BRIEF >>
Take the line that contains "of the wooden" as the first line and the last line of the material below as the final one; reproduce exactly the lines between, inclusive.

GIVEN DATA >>
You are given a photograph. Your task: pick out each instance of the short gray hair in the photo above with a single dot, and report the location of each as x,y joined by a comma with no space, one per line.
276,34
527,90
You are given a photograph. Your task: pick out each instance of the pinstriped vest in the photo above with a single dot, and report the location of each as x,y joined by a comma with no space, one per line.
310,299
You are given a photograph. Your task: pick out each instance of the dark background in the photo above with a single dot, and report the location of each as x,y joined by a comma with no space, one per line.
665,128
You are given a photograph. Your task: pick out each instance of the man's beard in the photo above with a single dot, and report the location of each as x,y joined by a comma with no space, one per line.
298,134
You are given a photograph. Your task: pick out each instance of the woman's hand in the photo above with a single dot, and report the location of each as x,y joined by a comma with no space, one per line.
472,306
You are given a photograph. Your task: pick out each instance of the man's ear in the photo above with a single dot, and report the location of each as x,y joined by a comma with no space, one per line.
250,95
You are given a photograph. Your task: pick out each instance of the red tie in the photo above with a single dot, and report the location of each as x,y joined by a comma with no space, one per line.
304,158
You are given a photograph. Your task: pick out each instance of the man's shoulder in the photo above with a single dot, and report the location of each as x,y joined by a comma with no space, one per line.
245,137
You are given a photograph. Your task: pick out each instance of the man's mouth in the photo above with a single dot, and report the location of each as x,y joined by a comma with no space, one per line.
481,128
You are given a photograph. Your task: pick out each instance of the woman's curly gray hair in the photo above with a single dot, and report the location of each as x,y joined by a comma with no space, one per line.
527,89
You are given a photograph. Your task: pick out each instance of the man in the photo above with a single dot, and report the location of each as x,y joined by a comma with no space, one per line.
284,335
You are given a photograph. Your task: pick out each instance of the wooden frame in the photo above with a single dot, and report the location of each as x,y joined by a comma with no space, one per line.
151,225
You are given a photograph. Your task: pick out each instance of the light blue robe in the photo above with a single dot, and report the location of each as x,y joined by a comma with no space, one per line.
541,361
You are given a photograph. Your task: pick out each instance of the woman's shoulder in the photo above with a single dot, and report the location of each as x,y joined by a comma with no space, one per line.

RESPONSE TO THIS EXERCISE >>
You are given a photograph. Your task: pick out each instance of the wooden frame in the photo above with a single dot, and report the location of each as x,y joined by a comma with no space, one per line.
151,225
You are given a photograph. Your task: pick out each instance of the light blue robe in the photo above with a single dot, and report the location of each as x,y joined by a comma with no space, one per line.
541,361
You are given a photograph. Your task: pick out each instance of the woman's shoulder in the photo above with a single dot, and report the location of each as x,y joined by a comma with no space, one per line.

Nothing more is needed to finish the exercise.